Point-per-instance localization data
───

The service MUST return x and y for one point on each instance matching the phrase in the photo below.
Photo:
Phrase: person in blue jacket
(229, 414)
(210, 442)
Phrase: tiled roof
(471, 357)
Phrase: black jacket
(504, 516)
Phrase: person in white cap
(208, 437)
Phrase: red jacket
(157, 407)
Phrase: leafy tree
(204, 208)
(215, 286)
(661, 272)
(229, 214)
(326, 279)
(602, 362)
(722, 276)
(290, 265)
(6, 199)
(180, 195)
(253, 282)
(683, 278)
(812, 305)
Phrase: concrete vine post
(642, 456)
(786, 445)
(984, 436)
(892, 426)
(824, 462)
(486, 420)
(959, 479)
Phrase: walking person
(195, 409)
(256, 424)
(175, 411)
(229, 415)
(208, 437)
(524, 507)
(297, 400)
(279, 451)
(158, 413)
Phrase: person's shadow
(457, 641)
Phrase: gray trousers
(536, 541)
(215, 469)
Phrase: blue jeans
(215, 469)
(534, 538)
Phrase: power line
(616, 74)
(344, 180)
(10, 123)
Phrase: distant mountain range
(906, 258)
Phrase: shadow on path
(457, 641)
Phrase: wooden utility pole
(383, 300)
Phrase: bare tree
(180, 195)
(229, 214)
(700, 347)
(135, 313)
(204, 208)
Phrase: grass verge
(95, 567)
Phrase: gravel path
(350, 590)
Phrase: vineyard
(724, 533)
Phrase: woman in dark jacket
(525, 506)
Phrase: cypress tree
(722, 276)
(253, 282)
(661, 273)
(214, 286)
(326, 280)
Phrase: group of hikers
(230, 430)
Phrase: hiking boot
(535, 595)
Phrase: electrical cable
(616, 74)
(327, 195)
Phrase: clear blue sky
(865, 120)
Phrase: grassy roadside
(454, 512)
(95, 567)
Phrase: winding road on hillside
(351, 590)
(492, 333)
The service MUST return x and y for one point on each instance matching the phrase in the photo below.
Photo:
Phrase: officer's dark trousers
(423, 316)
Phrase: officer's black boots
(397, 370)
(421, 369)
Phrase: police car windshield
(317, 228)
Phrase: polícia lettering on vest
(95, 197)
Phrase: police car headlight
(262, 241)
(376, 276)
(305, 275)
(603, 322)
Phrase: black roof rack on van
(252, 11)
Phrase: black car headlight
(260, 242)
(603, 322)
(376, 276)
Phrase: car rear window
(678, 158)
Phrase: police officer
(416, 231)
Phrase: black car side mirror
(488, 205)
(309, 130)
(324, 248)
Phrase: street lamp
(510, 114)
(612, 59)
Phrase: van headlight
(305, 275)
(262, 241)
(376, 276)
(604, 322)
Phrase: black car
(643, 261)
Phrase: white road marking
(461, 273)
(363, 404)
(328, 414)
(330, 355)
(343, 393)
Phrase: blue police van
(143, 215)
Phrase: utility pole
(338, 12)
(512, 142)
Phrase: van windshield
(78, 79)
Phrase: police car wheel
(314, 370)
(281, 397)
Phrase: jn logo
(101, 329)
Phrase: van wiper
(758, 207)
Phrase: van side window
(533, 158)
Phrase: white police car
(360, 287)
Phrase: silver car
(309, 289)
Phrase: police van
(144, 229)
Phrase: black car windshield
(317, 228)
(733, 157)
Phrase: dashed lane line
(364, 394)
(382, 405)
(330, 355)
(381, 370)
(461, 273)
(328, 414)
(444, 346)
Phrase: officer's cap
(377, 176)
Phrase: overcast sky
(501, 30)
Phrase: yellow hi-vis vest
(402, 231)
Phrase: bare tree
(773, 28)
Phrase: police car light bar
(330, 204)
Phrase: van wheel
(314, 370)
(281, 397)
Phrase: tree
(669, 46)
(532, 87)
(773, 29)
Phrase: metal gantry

───

• Description of the task:
Please quote every record above exactly as it appears.

• Response area:
The service MUST return x and y for one point on each instance matching the phrase in the photo below.
Photo:
Phrase: person in blue jacket
(229, 414)
(210, 442)
Phrase: tiled roof
(471, 357)
Phrase: black jacket
(504, 516)
Phrase: person in white cap
(208, 437)
Phrase: red jacket
(157, 407)
Phrase: leafy tree
(204, 208)
(215, 286)
(661, 272)
(229, 214)
(326, 279)
(602, 362)
(722, 276)
(290, 265)
(6, 199)
(180, 195)
(253, 282)
(683, 278)
(812, 305)
Phrase: concrete vine post
(642, 456)
(786, 445)
(984, 436)
(892, 426)
(824, 462)
(486, 420)
(959, 479)
Phrase: walking person
(195, 409)
(256, 424)
(175, 411)
(229, 415)
(208, 437)
(524, 507)
(297, 400)
(279, 451)
(158, 413)
Phrase: person's shadow
(457, 641)
Phrase: gray trousers
(536, 541)
(215, 469)
Phrase: blue jeans
(215, 469)
(534, 538)
Phrase: power line
(616, 74)
(344, 180)
(10, 123)
Phrase: distant mountain range
(906, 258)
Phrase: shadow on path
(457, 641)
Phrase: wooden utility pole
(383, 300)
Phrase: bare tree
(180, 195)
(229, 214)
(700, 347)
(135, 313)
(204, 208)
Phrase: grass verge
(95, 567)
Phrase: gravel path
(350, 590)
Phrase: vineyard
(724, 533)
Phrase: woman in dark jacket
(525, 506)
Phrase: cypress tree
(722, 276)
(253, 282)
(661, 273)
(214, 286)
(326, 280)
Phrase: group of hikers
(230, 430)
Phrase: hiking boot
(535, 595)
Phrase: electrical cable
(616, 74)
(327, 195)
Phrase: clear blue sky
(865, 120)
Phrase: grassy roadside
(454, 512)
(95, 567)
Phrase: winding road on hillside
(351, 590)
(492, 333)
The service MUST return x and y for one point on each instance matching the phrase in the photo below.
Photo:
Phrase: officer's dark trousers
(423, 316)
Phrase: officer's black boots
(397, 370)
(421, 369)
Phrase: police car windshield
(317, 228)
Phrase: polícia lettering on vest
(95, 197)
Phrase: police car headlight
(262, 241)
(376, 276)
(305, 275)
(603, 322)
Phrase: black roof rack on van
(252, 11)
Phrase: black car headlight
(260, 242)
(603, 322)
(376, 276)
Phrase: car rear window
(678, 158)
Phrase: police officer
(416, 231)
Phrase: black car side mirror
(488, 205)
(309, 130)
(324, 248)
Phrase: street lamp
(510, 114)
(612, 59)
Phrase: van headlight
(305, 275)
(262, 241)
(376, 276)
(604, 322)
Phrase: black car
(643, 261)
Phrase: white road marking
(461, 273)
(363, 404)
(328, 414)
(330, 355)
(343, 393)
Phrase: blue police van
(143, 215)
Phrase: utility pole
(338, 12)
(512, 142)
Phrase: van windshield
(78, 79)
Phrase: police car wheel
(314, 370)
(281, 397)
Phrase: jn logo
(101, 329)
Phrase: van wiper
(758, 207)
Phrase: van side window
(533, 158)
Phrase: white police car
(360, 287)
Phrase: silver car
(309, 289)
Phrase: police van
(144, 229)
Phrase: black car windshield
(317, 228)
(733, 157)
Phrase: dashed lane line
(364, 394)
(382, 405)
(330, 355)
(381, 370)
(461, 273)
(328, 414)
(444, 346)
Phrase: officer's cap
(377, 176)
Phrase: overcast sky
(501, 30)
Phrase: yellow hi-vis vest
(402, 231)
Phrase: bare tree
(773, 28)
Phrase: police car light bar
(330, 204)
Phrase: van wheel
(314, 370)
(281, 397)
Phrase: tree
(669, 46)
(532, 87)
(773, 29)
Phrase: metal gantry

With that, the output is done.